PROBLEM TO SOLVE ::
Copy out the lines below word for word, leaving out the pictures.

+---+

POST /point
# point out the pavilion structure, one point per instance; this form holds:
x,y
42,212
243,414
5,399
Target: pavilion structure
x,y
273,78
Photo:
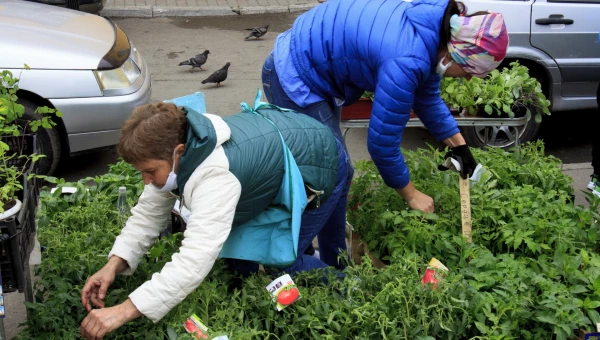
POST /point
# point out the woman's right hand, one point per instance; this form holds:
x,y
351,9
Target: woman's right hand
x,y
96,286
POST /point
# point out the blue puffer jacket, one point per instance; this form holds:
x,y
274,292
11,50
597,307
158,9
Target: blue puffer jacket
x,y
390,47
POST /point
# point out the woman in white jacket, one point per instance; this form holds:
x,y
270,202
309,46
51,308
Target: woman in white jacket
x,y
227,172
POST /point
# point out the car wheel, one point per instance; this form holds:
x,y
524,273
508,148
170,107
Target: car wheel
x,y
500,136
48,141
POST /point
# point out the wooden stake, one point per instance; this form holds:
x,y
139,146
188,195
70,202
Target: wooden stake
x,y
465,207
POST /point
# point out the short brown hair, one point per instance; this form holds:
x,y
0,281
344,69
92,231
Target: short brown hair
x,y
152,132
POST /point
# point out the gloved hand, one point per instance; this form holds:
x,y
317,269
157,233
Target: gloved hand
x,y
462,154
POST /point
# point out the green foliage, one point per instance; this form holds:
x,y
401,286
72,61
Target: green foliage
x,y
11,171
501,92
534,258
532,271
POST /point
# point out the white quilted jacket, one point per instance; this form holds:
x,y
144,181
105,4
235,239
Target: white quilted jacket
x,y
211,194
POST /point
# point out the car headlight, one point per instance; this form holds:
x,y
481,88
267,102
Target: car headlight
x,y
118,78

+---+

FULL ANSWER ::
POST /point
# point out the pavilion structure, one point per instance; this form holds:
x,y
42,212
243,414
5,399
Target: pavilion structure
x,y
273,78
Photo:
POST /point
# point out the woman's right hand, one point per instance; this form holds:
x,y
351,9
Target: woman's right hand
x,y
96,286
POST /point
# point out the blue puffer jacket, one point per instance; this form holds:
x,y
274,292
11,50
597,307
158,9
Target: blue puffer jacket
x,y
390,47
POST /point
# point out the woman in white jacket, one point per instance; this form holds:
x,y
270,202
309,46
51,308
Target: woman in white jacket
x,y
227,172
POST /point
# point out the car wheel, one point per instance; this form holds:
x,y
524,273
508,148
170,107
Target: car wheel
x,y
500,136
48,141
POST /point
# point out the wooden stake, one point per instance; this form holds:
x,y
139,146
188,195
70,202
Target: wooden stake
x,y
465,207
POST /point
# point out the short brown hair, one point per instance; this form holds:
x,y
0,281
344,69
92,231
Target: short brown hair
x,y
152,132
POST /point
# point out the gloved hand, one point per instance; this form holds:
x,y
317,269
157,233
Target: gloved hand
x,y
462,154
POST /point
# point out the green foliage, one point per instance; this form holds:
x,y
401,286
72,61
Target: green foliage
x,y
11,171
501,92
534,258
532,271
POST /point
# point out the white quilted jacket, one point per instance; this form holds:
x,y
144,181
105,4
235,239
Target: white quilted jacket
x,y
211,194
POST /point
# point out the car headlight, one point per instance; this form holds:
x,y
481,88
267,102
Target: car headlight
x,y
118,78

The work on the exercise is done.